**Labeled contour entries**
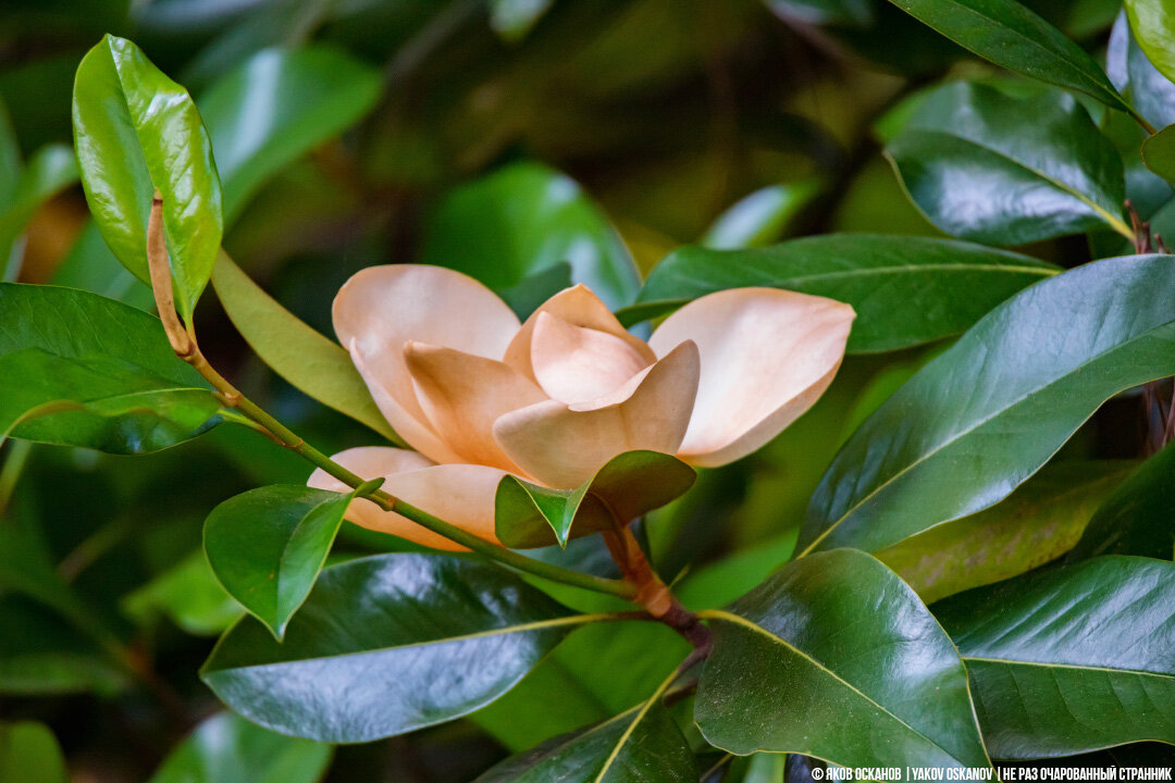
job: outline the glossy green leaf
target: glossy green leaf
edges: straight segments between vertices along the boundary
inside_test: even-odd
[[[421,263],[508,289],[559,262],[610,308],[632,302],[637,268],[604,212],[571,178],[515,163],[451,190],[432,215]]]
[[[74,144],[94,221],[119,261],[149,284],[147,217],[163,195],[163,232],[184,320],[223,234],[212,142],[187,90],[126,39],[107,35],[78,66]]]
[[[1069,560],[1101,554],[1175,556],[1175,444],[1143,463],[1097,508]]]
[[[327,562],[352,497],[278,484],[226,500],[204,521],[216,579],[278,641]]]
[[[166,616],[184,633],[215,636],[241,619],[241,605],[224,588],[200,549],[121,601],[122,610],[147,625]]]
[[[698,474],[670,454],[630,451],[613,457],[575,490],[550,490],[513,475],[498,484],[495,528],[511,548],[558,544],[626,525],[678,498]]]
[[[18,238],[36,210],[49,198],[78,181],[73,150],[65,144],[47,144],[36,150],[15,182],[12,198],[0,205],[0,266],[2,278],[14,282],[20,274],[22,248]]]
[[[1139,46],[1167,79],[1175,81],[1175,14],[1167,0],[1126,0]]]
[[[213,286],[249,346],[274,372],[307,396],[401,443],[338,343],[278,304],[221,251]]]
[[[495,566],[376,555],[324,569],[283,642],[251,619],[235,626],[201,677],[261,725],[368,742],[483,707],[568,630],[598,619],[569,615]]]
[[[1002,68],[1130,110],[1093,58],[1016,0],[891,2]]]
[[[704,248],[734,250],[777,242],[787,223],[820,193],[812,180],[756,190],[718,216],[701,237]]]
[[[954,646],[867,554],[795,560],[703,616],[714,647],[694,720],[711,744],[841,767],[991,765]]]
[[[1175,743],[1175,563],[1097,558],[965,593],[938,614],[993,756]]]
[[[1142,142],[1142,160],[1148,169],[1162,178],[1175,181],[1175,124],[1167,126]]]
[[[380,96],[380,72],[325,47],[258,52],[197,101],[224,183],[224,223],[274,174],[355,124]]]
[[[69,783],[61,745],[43,723],[0,723],[0,783]]]
[[[947,85],[919,103],[886,155],[919,209],[953,236],[1023,244],[1107,227],[1129,234],[1122,158],[1061,92],[1012,97]]]
[[[1175,373],[1171,290],[1175,256],[1130,256],[1001,304],[853,433],[800,548],[877,551],[1007,497],[1104,400]]]
[[[330,745],[274,734],[231,713],[203,721],[150,783],[316,783]]]
[[[646,702],[606,723],[550,740],[475,783],[696,783],[693,754],[669,711]]]
[[[804,237],[752,250],[682,248],[649,276],[626,323],[730,288],[767,285],[857,309],[848,351],[892,351],[956,335],[1059,270],[966,242],[875,234]]]
[[[20,380],[0,392],[0,432],[18,438],[142,453],[220,421],[159,319],[94,293],[0,284],[0,366]]]
[[[1047,466],[995,506],[932,527],[875,556],[926,603],[1016,576],[1073,548],[1097,506],[1133,467]]]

**What to work on**
Report every line of the data that contains the word "leaf".

**Response for this exercise**
job: outline the glossy green leaf
target: glossy green leaf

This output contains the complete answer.